▸ Written exercise: Extract the rows from the very start of the data through the line containing "POLYGON ((703 639, 707", both ends included, and repeat them exactly.

▸ Lines of data:
>>>
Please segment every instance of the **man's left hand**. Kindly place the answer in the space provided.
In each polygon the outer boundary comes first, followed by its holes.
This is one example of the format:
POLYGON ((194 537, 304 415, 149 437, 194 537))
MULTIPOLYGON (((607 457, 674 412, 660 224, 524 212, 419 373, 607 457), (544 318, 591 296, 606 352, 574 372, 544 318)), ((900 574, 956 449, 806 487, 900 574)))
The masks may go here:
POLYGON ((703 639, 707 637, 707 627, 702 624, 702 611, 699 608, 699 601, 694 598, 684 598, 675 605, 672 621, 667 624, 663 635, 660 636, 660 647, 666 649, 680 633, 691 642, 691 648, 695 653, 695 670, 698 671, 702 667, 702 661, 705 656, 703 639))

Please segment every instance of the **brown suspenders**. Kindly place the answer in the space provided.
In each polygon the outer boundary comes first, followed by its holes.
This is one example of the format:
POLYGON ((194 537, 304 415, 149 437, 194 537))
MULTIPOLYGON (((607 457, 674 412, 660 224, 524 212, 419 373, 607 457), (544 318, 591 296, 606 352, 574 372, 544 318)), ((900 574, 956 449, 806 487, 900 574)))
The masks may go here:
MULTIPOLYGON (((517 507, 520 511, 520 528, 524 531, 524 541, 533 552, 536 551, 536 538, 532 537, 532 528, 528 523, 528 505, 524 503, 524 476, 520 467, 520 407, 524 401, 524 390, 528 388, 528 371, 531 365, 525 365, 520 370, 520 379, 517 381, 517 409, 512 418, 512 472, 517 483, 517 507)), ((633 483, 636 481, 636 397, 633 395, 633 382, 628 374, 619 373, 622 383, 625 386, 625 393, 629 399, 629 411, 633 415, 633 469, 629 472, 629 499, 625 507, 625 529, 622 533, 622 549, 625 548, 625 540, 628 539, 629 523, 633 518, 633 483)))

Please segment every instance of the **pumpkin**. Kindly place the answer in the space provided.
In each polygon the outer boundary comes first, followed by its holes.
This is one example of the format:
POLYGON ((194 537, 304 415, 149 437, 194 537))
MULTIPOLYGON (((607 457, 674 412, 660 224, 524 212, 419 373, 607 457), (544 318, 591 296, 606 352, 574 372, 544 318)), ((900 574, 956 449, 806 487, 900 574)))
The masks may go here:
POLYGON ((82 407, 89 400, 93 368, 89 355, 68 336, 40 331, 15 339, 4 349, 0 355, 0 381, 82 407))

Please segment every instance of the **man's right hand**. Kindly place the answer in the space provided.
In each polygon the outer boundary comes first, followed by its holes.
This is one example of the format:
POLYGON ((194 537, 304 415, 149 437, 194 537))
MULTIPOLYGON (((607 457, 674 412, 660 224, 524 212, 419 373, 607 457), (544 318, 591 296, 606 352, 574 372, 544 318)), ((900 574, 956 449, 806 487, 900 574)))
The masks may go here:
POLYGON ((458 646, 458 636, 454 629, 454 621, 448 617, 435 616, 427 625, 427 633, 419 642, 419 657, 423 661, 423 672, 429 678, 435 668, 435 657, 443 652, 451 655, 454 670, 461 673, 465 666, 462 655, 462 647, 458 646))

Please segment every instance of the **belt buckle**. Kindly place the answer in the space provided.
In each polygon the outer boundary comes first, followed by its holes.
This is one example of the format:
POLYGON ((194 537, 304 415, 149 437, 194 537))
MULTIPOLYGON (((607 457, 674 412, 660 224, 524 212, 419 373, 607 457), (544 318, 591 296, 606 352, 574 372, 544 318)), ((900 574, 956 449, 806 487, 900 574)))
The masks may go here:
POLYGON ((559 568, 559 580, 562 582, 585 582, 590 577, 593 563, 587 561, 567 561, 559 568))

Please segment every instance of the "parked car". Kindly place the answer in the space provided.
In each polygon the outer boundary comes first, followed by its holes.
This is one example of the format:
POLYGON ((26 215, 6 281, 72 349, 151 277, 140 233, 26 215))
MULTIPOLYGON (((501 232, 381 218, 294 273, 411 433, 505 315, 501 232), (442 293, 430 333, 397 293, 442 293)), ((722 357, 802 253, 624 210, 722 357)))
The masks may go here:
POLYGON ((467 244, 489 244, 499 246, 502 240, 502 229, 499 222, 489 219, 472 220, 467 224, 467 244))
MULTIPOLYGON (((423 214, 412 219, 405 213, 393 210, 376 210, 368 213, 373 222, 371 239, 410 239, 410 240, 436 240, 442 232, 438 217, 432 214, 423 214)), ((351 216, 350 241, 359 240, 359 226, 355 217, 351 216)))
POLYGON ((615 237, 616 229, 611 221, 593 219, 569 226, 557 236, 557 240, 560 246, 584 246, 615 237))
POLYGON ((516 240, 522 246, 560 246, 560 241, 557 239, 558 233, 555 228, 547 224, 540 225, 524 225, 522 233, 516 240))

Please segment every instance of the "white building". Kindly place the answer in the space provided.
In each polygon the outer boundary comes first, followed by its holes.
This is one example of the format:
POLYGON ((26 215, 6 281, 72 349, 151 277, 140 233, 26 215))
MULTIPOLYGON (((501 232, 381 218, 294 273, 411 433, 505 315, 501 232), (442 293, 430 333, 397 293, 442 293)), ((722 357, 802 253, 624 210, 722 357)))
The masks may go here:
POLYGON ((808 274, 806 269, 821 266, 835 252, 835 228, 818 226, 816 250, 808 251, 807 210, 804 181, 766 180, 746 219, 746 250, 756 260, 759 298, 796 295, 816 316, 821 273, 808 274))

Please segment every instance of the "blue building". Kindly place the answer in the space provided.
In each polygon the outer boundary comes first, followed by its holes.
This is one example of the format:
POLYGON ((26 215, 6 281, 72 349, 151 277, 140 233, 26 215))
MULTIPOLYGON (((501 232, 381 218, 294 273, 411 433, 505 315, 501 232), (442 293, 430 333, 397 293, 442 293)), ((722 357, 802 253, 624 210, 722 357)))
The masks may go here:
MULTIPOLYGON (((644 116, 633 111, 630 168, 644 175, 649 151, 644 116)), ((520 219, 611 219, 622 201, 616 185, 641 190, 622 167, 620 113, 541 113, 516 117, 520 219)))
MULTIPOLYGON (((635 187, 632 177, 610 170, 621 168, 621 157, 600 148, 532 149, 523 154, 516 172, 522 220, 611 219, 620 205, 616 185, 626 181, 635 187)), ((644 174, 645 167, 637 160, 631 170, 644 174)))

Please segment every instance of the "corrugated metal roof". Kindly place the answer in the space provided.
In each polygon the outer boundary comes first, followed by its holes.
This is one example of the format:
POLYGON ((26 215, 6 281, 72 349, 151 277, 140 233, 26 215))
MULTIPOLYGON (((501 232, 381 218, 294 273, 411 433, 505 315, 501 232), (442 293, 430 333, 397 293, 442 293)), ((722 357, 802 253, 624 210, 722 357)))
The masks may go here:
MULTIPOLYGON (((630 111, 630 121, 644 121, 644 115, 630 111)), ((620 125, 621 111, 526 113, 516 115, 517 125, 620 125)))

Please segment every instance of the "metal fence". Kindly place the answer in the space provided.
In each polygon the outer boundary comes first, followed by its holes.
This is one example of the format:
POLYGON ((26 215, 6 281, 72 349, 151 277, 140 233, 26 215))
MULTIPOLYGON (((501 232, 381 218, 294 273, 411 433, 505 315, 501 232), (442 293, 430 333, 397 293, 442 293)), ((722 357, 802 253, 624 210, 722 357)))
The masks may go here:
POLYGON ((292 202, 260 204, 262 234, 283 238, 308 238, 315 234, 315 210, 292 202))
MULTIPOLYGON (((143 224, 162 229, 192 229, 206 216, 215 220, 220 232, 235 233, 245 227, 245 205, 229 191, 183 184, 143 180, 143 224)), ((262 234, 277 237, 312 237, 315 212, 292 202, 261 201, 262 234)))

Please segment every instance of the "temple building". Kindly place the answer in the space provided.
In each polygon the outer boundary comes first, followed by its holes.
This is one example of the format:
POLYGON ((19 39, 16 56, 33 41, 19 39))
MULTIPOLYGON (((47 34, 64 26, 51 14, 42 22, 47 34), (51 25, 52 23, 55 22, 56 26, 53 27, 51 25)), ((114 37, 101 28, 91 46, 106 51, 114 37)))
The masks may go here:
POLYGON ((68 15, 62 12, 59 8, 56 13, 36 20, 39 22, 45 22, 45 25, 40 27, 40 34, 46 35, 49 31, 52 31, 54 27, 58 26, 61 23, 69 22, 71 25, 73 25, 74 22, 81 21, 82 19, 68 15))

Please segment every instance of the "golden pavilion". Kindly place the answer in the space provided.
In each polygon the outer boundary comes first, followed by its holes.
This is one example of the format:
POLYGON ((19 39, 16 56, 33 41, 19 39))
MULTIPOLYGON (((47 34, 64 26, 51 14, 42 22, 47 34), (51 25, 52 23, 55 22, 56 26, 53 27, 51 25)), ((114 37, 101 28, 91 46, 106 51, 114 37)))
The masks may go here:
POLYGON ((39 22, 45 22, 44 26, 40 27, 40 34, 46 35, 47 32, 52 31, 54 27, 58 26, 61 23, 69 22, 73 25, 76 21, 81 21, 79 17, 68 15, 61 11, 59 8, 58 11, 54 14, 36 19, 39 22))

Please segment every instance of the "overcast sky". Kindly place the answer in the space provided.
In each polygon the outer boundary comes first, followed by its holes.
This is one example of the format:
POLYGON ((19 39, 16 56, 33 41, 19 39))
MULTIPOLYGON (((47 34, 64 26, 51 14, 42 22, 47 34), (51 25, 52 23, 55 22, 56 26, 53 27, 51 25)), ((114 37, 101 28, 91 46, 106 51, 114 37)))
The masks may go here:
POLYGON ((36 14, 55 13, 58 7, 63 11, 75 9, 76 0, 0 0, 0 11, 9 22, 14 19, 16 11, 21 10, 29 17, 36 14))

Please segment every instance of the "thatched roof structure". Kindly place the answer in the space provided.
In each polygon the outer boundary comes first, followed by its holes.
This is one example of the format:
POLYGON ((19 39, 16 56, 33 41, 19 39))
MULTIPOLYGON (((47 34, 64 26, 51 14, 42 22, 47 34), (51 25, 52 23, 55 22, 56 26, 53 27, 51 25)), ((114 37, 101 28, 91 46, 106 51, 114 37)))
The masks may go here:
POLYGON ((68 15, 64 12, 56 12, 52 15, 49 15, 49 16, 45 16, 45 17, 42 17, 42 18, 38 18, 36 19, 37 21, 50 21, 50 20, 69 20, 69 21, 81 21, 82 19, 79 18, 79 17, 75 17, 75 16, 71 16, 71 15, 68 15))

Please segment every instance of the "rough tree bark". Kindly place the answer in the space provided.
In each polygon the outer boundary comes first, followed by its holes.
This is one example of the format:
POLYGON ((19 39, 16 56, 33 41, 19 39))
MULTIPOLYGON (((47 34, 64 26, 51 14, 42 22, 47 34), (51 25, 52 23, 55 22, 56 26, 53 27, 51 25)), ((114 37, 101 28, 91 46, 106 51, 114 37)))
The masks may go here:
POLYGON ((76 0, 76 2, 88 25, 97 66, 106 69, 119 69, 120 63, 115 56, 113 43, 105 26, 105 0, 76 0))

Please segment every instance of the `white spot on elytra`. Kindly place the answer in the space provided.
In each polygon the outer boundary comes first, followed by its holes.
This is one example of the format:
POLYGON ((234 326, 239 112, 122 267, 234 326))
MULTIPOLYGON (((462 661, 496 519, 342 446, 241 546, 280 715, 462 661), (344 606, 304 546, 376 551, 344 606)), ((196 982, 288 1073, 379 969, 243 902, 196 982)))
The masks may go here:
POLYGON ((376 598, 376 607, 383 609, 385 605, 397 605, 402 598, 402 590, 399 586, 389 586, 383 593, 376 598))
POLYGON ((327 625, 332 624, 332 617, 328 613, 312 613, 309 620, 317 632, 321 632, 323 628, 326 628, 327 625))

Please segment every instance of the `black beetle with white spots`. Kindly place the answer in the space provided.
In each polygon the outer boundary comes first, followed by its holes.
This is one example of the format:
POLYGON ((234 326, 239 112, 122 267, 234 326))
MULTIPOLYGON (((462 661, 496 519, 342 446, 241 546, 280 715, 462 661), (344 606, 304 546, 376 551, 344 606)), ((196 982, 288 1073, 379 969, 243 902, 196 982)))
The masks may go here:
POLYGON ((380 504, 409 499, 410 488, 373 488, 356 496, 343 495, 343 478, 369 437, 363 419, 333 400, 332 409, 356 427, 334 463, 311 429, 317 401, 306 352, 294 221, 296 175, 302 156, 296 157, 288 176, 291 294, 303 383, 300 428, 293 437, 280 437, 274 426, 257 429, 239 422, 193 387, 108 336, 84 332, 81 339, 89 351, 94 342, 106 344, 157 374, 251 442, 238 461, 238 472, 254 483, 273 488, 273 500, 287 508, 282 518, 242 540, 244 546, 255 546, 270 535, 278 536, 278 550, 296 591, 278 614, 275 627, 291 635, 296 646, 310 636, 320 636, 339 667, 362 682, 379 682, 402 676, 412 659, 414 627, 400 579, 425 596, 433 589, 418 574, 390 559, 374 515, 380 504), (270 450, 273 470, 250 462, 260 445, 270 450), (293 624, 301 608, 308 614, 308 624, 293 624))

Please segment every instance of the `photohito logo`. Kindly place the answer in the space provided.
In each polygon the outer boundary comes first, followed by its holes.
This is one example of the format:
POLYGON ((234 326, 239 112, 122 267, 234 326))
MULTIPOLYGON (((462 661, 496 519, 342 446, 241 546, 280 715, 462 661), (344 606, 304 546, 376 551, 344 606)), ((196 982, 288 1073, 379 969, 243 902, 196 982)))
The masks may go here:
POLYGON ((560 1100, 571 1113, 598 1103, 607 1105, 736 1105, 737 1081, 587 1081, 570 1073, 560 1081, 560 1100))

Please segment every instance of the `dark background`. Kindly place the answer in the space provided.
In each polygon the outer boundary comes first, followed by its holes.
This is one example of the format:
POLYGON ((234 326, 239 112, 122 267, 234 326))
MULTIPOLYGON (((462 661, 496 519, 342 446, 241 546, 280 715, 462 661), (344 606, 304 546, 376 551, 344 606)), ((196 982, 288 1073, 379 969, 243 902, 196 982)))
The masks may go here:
<<<
▸ Worked answer:
Please segment every instance of the **man's left hand**. Kindly place the answer in the space provided.
In each polygon the outer boundary comes first, followed by its holes.
This is one example of the format:
POLYGON ((194 537, 304 415, 149 437, 194 537))
MULTIPOLYGON (((607 457, 674 412, 660 224, 524 212, 419 373, 607 457), (544 318, 591 296, 606 352, 574 372, 544 318)), ((900 574, 956 449, 806 487, 900 574)))
The masks may go here:
POLYGON ((703 639, 707 637, 707 627, 702 624, 702 611, 699 608, 699 601, 694 598, 684 598, 675 605, 672 621, 667 624, 663 635, 660 636, 660 647, 666 649, 680 633, 691 642, 691 648, 695 653, 695 670, 698 671, 702 667, 702 661, 705 656, 703 639))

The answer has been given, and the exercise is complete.